**Work instructions**
Where a line in the records below includes "building", pull that line out.

*** Given entries

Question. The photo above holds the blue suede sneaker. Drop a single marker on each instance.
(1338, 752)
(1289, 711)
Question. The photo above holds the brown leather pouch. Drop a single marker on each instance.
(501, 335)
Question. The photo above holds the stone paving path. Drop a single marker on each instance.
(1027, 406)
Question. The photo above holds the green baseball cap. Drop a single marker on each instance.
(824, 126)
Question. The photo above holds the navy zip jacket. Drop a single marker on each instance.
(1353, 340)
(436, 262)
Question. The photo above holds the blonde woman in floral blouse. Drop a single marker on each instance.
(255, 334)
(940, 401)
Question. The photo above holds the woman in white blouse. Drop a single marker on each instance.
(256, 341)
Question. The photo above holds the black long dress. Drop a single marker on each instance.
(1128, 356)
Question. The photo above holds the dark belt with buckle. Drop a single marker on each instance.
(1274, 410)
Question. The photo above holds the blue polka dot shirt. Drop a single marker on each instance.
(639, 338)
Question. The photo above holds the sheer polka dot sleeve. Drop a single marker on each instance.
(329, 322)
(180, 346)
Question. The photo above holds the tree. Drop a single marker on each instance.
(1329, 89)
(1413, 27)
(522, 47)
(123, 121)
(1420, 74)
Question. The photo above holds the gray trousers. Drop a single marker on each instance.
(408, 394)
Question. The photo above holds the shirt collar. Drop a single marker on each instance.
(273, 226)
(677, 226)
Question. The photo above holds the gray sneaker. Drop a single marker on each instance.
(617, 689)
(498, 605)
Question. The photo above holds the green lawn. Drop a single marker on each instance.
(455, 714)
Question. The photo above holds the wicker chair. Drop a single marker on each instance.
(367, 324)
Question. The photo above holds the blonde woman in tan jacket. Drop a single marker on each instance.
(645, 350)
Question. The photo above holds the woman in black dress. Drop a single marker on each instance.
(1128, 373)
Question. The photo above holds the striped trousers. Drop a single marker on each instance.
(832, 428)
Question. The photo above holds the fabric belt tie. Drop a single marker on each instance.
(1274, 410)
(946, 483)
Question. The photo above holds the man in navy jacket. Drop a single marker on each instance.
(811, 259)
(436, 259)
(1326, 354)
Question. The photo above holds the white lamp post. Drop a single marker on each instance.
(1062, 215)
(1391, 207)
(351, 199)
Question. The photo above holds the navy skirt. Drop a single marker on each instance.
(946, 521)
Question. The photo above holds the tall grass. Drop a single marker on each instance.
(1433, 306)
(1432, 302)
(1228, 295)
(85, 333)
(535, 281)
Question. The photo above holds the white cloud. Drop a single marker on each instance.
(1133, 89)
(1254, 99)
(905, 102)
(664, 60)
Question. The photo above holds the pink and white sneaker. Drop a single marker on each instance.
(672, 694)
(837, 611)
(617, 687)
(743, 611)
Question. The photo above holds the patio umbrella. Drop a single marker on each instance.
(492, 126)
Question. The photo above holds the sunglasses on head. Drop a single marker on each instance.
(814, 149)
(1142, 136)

******
*** Given entries

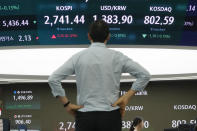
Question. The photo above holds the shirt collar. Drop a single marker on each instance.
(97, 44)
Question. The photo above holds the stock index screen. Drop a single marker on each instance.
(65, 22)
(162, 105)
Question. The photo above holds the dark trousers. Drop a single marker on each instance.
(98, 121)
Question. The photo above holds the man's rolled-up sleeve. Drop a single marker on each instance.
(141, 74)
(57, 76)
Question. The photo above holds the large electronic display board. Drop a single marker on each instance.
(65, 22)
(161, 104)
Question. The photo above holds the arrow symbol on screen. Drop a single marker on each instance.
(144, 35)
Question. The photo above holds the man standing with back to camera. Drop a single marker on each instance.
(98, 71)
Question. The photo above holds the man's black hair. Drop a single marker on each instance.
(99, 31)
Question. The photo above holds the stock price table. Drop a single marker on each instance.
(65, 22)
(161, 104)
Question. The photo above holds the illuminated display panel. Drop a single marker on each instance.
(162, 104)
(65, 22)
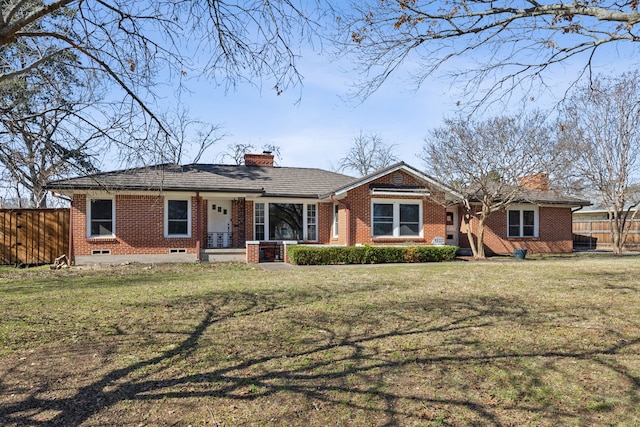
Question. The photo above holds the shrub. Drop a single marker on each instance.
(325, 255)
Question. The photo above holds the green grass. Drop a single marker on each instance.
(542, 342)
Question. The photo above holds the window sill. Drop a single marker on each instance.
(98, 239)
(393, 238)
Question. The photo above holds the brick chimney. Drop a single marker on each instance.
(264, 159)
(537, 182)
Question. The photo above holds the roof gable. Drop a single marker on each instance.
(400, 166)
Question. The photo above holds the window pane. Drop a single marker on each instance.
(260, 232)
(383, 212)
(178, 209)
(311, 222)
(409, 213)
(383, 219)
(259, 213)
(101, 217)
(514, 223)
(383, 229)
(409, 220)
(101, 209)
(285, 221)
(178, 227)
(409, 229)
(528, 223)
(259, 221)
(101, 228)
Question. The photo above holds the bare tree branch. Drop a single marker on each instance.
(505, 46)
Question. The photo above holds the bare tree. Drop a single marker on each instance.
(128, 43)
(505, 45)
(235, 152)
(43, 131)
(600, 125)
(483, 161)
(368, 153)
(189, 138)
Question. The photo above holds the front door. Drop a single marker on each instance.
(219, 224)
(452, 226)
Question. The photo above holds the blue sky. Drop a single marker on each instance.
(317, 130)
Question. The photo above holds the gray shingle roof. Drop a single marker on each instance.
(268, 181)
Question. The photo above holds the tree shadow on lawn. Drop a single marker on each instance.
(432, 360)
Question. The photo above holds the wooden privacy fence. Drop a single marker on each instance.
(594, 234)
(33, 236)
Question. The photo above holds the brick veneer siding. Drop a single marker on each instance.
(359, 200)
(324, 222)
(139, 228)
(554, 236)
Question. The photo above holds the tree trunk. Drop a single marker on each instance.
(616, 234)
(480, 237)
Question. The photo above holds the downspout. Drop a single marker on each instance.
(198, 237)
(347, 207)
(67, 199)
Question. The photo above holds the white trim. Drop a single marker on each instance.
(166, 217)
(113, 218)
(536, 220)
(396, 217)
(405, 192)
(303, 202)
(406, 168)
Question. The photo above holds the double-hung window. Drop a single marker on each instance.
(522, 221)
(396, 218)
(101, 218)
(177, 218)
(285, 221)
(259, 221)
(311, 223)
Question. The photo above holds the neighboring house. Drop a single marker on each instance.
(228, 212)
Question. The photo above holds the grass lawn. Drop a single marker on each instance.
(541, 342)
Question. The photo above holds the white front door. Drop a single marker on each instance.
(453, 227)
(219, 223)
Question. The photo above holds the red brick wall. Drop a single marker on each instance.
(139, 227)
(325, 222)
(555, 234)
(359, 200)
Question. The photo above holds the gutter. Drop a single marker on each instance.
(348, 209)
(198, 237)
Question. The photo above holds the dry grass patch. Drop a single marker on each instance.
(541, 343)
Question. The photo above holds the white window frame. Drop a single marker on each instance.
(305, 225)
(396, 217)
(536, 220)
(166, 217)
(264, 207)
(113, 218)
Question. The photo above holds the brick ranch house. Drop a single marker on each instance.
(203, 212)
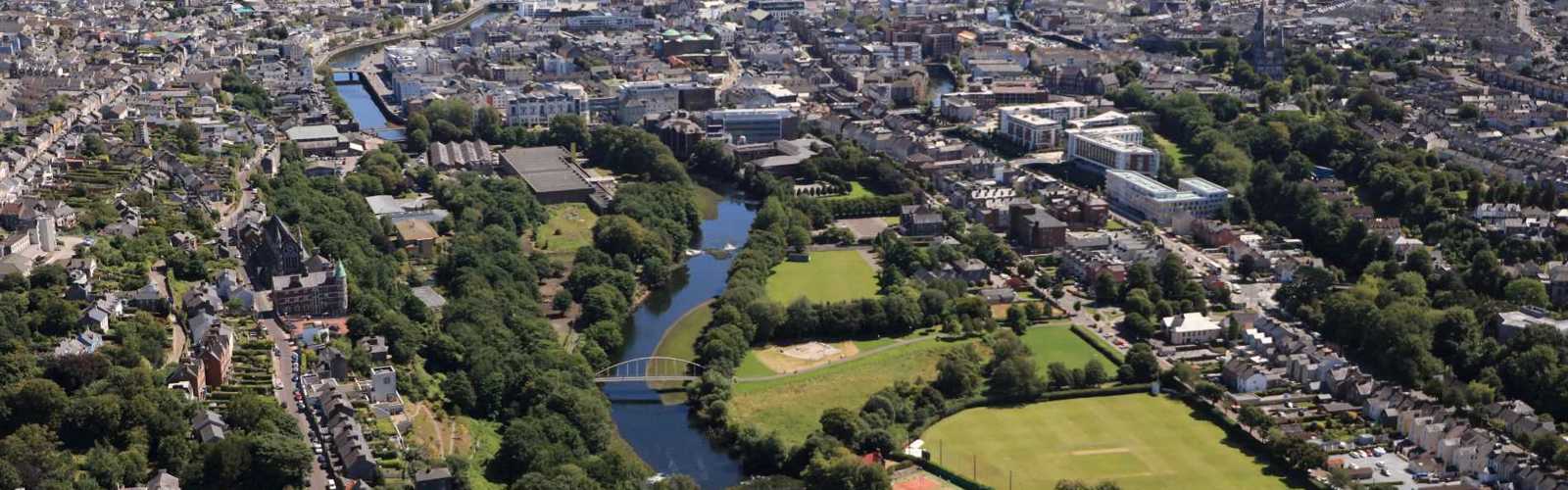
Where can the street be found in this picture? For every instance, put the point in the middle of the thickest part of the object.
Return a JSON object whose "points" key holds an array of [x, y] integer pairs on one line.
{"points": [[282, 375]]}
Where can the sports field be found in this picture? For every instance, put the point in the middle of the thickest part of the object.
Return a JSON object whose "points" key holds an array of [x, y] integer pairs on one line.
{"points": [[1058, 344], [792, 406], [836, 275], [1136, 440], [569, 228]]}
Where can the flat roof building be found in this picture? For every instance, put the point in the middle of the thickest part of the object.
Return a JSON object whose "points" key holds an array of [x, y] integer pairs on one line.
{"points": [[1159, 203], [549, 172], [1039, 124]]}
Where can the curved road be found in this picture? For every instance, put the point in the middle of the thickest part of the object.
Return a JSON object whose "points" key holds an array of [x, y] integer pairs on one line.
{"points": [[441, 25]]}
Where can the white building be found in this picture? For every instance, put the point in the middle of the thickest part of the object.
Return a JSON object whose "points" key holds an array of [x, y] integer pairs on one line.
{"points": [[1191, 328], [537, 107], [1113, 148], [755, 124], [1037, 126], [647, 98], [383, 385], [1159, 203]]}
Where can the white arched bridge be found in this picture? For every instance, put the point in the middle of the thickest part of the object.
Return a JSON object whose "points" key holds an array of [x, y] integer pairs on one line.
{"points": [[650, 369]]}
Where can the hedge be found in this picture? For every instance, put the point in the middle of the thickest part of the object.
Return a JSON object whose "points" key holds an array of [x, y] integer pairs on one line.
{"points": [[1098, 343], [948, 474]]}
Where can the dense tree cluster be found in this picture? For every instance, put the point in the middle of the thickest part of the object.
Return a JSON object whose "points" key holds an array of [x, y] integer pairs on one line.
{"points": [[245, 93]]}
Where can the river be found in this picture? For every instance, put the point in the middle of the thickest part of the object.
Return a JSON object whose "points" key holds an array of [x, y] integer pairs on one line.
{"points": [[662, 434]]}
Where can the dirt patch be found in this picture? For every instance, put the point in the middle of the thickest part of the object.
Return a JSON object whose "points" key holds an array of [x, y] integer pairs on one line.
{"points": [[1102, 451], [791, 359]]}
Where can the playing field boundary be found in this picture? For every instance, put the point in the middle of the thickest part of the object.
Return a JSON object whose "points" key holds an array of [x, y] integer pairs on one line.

******

**Solution**
Where can the flat roof building be found in this picture? For every instance, put the point in the middle of the thickest part of the object.
Where can the white building be found in this picture? For every instance, put the point in the middle of the thickest part of the object.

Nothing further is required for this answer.